» GOAL: Which lines of the material contain the word "every"? Report each of those lines in full, matching case exactly.

[Some records]
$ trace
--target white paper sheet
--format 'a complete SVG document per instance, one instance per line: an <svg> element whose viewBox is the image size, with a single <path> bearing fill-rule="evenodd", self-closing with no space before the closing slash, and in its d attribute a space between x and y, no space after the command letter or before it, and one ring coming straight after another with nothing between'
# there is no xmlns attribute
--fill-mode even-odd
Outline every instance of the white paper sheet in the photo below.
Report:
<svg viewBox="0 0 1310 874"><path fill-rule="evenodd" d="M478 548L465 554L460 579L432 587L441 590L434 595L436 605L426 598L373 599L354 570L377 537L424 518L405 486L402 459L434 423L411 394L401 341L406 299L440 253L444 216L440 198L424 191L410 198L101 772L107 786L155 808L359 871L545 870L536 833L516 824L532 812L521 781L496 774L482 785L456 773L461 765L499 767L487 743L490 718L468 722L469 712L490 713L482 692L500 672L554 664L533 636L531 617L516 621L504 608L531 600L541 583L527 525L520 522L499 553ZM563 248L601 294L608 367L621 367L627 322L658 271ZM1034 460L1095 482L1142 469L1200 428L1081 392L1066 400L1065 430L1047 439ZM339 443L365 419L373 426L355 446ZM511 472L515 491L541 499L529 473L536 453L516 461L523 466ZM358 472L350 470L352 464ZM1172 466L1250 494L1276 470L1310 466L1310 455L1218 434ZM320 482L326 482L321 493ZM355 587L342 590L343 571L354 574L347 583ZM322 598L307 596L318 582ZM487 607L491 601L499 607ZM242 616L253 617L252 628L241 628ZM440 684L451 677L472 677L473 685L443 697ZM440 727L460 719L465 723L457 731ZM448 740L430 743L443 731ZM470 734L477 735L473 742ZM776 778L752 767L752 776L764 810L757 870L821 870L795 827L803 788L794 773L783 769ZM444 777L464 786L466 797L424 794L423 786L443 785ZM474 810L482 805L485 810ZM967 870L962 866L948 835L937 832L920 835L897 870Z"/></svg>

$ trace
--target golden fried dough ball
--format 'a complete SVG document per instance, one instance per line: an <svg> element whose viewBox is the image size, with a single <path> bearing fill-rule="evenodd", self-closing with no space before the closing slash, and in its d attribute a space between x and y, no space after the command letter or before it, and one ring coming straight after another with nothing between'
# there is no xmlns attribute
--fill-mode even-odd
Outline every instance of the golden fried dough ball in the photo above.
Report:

--

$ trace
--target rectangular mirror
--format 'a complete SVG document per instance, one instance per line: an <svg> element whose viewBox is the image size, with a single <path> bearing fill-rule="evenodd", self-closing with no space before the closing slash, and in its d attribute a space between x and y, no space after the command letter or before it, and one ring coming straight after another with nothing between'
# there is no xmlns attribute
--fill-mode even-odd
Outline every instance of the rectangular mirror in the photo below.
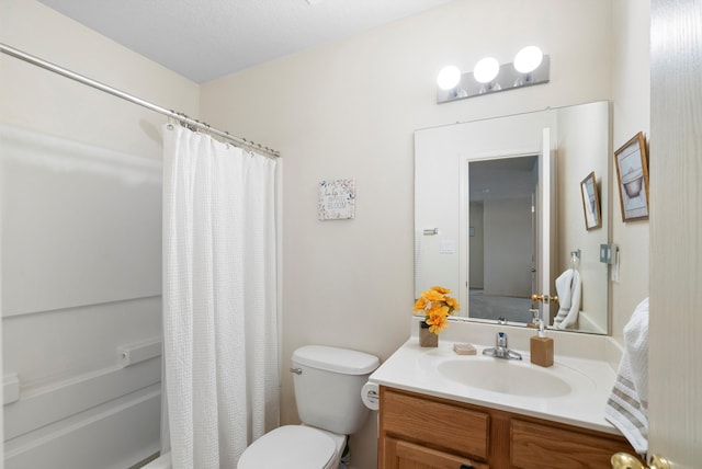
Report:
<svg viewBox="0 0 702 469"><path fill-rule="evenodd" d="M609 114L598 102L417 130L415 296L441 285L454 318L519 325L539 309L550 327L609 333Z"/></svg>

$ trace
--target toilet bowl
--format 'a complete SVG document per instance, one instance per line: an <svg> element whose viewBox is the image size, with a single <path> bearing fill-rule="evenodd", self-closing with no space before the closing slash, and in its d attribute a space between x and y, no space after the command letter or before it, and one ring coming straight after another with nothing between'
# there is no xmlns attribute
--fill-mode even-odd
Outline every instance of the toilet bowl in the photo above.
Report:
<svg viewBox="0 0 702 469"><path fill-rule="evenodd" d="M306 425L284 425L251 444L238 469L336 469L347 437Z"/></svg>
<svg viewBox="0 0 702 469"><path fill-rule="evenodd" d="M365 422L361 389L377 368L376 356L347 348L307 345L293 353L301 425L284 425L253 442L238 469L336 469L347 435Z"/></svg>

==

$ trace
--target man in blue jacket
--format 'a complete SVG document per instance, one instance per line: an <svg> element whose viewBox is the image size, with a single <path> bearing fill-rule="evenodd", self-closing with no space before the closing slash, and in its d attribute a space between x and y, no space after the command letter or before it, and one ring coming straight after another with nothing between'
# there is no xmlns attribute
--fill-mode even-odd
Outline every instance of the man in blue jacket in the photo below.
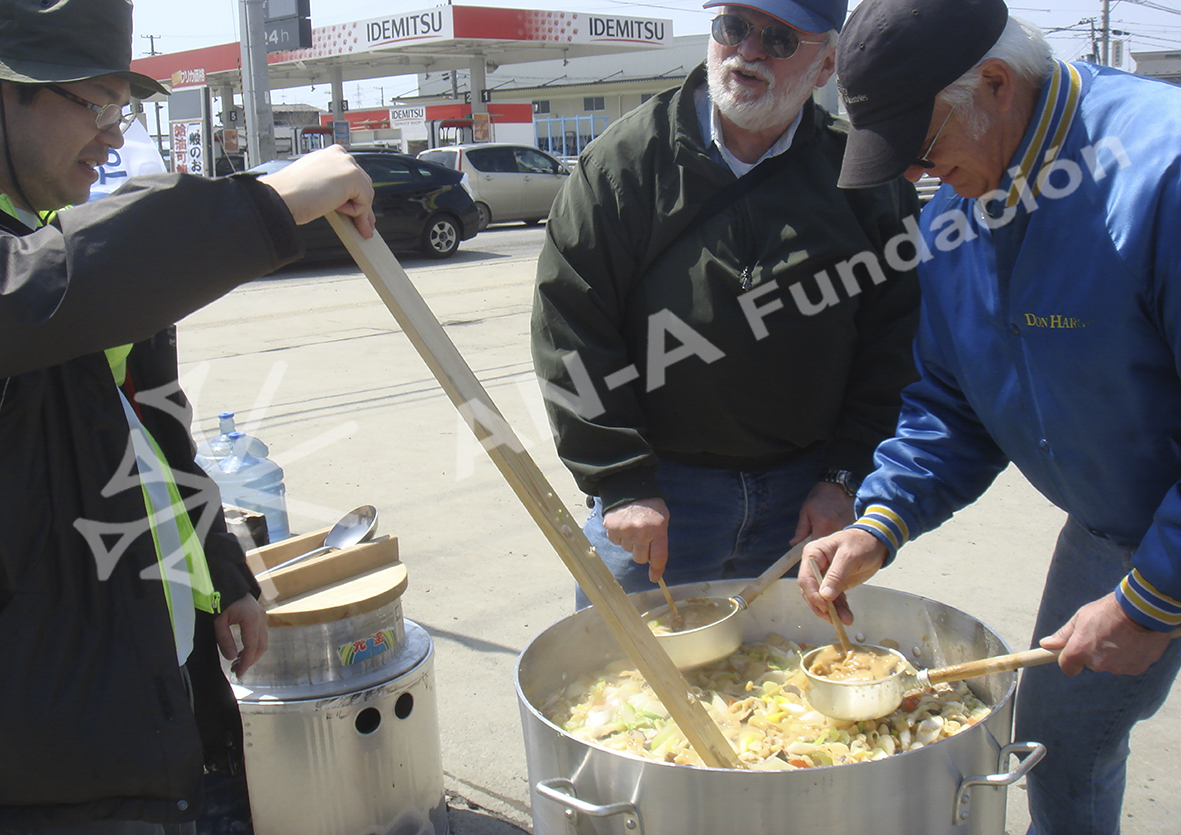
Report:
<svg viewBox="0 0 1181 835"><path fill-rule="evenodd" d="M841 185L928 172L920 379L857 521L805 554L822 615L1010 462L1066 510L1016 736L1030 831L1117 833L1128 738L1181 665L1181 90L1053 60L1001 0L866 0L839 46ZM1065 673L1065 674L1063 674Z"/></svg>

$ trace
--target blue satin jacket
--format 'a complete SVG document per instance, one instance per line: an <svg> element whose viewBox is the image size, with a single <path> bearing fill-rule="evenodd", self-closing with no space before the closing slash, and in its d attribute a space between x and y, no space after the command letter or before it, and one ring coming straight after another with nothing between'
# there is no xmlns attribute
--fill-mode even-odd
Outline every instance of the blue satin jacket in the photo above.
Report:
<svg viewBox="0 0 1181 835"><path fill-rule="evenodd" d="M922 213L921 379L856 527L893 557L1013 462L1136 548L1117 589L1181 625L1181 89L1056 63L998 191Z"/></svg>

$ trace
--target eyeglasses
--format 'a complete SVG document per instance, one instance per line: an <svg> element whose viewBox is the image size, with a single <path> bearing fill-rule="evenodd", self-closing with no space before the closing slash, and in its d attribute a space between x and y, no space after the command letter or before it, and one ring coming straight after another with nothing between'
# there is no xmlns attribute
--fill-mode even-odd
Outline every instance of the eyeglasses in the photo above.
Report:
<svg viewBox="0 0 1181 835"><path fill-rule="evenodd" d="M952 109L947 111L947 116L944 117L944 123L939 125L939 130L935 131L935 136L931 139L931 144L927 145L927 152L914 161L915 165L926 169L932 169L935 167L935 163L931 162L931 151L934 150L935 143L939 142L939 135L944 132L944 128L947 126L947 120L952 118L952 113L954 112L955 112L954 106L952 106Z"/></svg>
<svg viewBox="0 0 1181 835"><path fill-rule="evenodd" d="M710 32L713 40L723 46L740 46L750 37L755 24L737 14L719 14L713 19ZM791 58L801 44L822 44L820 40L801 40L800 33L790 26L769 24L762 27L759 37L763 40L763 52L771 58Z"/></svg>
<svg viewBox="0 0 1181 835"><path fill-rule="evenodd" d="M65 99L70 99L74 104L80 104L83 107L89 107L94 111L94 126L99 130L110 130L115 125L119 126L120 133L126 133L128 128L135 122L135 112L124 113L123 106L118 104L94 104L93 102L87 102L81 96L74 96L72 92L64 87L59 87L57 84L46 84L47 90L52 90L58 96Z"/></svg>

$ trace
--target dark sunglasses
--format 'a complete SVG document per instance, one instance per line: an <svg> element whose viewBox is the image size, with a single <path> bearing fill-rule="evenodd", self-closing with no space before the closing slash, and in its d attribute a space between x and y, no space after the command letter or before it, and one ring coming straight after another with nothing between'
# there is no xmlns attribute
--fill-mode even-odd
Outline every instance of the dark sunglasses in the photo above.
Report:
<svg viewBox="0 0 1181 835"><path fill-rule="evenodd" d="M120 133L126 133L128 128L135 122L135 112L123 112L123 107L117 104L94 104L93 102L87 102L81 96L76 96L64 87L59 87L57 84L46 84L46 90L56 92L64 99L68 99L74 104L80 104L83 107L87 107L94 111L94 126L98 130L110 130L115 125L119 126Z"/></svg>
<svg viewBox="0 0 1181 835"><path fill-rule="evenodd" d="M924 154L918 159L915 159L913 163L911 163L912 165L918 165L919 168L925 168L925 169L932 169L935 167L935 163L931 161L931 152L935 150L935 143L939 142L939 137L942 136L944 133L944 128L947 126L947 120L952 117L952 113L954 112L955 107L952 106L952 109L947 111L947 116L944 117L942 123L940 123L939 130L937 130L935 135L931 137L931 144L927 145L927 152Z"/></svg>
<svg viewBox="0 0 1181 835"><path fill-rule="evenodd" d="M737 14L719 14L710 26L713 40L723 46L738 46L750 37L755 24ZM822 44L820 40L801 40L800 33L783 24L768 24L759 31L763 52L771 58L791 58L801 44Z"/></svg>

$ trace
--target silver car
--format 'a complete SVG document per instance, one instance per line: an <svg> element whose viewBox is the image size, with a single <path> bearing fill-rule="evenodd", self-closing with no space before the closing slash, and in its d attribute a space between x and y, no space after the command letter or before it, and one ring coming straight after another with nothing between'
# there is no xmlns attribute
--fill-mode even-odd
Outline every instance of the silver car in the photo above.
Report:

» TASK RESULT:
Outline every instance of the white paper sheet in the photo below.
Outline every instance of the golden fried dough ball in the photo above.
Outline every instance of the rectangular mirror in the photo below.
Outline every instance of the toilet bowl in the photo above.
Outline every instance of the man in blue jacket in the photo below.
Outline every instance of the blue satin jacket in the photo above.
Outline every instance of the eyeglasses in the photo above.
Outline every instance of the dark sunglasses in the photo above.
Outline every instance of the silver car in the photo above.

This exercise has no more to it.